Estrai dall'articolo su Bill Shankly, parola per parola, il brano che va da "Quando nasce Bill, il" fino a "i supporter Reds." incluso.

Articolo >>
══════════════════════════════

Shankly in quel momento ha compiuto 46 anni da qualche mese. Sporcarsi le mani per lui non è mai stato un problema. Anzi, nelle (ri)costruzioni si esalta. Le origini lo aiutano: Glenbuck, Scozia, minuscolo villaggio con qualche manciata di abitanti adagiato in cima ad una collina dove transita il fiume Ayr. Siamo nel sud-ovest del paese e rimboccarsi le maniche è consuetudine di ogni abitante di quella zona. La prima e la seconda rivoluzione industriale sono lontane ed hanno lasciato parecchi strascichi, non sempre positivi per la comunità. In quello spicchio di terra, un tempo traino dell’economia scozzese con le sue industrie di carbone e ghisa, il benessere è un vago ricordo. O forse è solo una fiaba raccontata dai nonni ai (pochi) bimbi del luogo.
Quando nasce Bill, il 2 settembre 1913, la crisi che attanaglia il sistema industriale del luogo è oramai in stato avanzato. Il primo conflitto mondiale è pronto ad esplodere in tutto il suo fragore e nulla sarà più come prima. Dal 1918 il baricentro mondiale si sposta dalla Gran Bretagna agli Stati Uniti. L’aria di recessione spira in maniera ancora più feroce nel I°post guerra. Bill è l’ultimo di cinque fratelli e per il calcio è portato, proprio come Robert, detto Bob, il fratello, altro futuro tecnico di successo nei 60s al Dundee, sempre in Scozia. Nel 1931 viene chiuso l’ultimo stabilimento che produce carbone nel paese, ma il 18enne Shankly ha fatto in tempo ad assaggiare la durezza della miniera e questo sarà utilissimo nella sua identificazione con i supporter Reds.

══════════════════════════════

Elenco >>
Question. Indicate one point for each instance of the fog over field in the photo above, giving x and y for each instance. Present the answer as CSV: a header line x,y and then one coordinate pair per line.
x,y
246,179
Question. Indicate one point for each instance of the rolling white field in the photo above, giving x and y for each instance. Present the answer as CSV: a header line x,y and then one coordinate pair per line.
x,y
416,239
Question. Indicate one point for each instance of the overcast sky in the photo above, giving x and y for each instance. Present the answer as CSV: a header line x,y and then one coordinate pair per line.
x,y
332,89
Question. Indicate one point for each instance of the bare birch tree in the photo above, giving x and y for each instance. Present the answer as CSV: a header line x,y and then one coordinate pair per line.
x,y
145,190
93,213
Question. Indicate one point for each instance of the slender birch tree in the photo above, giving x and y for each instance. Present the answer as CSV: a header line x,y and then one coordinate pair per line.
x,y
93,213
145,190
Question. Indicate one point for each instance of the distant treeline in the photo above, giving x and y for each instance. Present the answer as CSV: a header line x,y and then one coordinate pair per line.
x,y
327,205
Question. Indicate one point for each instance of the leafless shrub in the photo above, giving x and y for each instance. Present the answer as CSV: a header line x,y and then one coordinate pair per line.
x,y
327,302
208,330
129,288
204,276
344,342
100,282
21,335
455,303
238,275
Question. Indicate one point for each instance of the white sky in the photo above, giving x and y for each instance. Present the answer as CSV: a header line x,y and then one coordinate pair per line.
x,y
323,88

══════════════════════════════

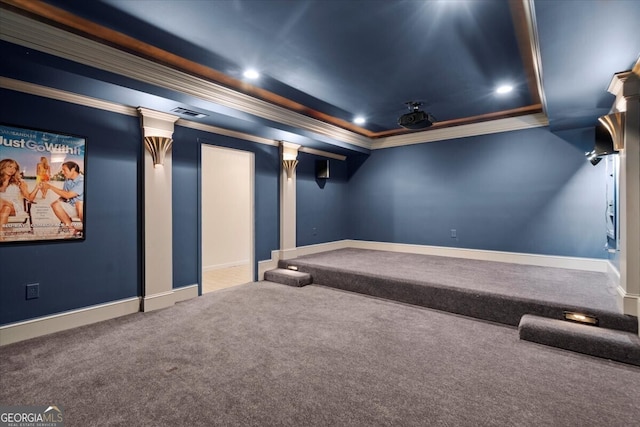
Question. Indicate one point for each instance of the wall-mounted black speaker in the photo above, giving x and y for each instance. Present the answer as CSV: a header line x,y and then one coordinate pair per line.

══════════════════════════════

Risposta >>
Quando nasce Bill, il 2 settembre 1913, la crisi che attanaglia il sistema industriale del luogo è oramai in stato avanzato. Il primo conflitto mondiale è pronto ad esplodere in tutto il suo fragore e nulla sarà più come prima. Dal 1918 il baricentro mondiale si sposta dalla Gran Bretagna agli Stati Uniti. L’aria di recessione spira in maniera ancora più feroce nel I°post guerra. Bill è l’ultimo di cinque fratelli e per il calcio è portato, proprio come Robert, detto Bob, il fratello, altro futuro tecnico di successo nei 60s al Dundee, sempre in Scozia. Nel 1931 viene chiuso l’ultimo stabilimento che produce carbone nel paese, ma il 18enne Shankly ha fatto in tempo ad assaggiare la durezza della miniera e questo sarà utilissimo nella sua identificazione con i supporter Reds.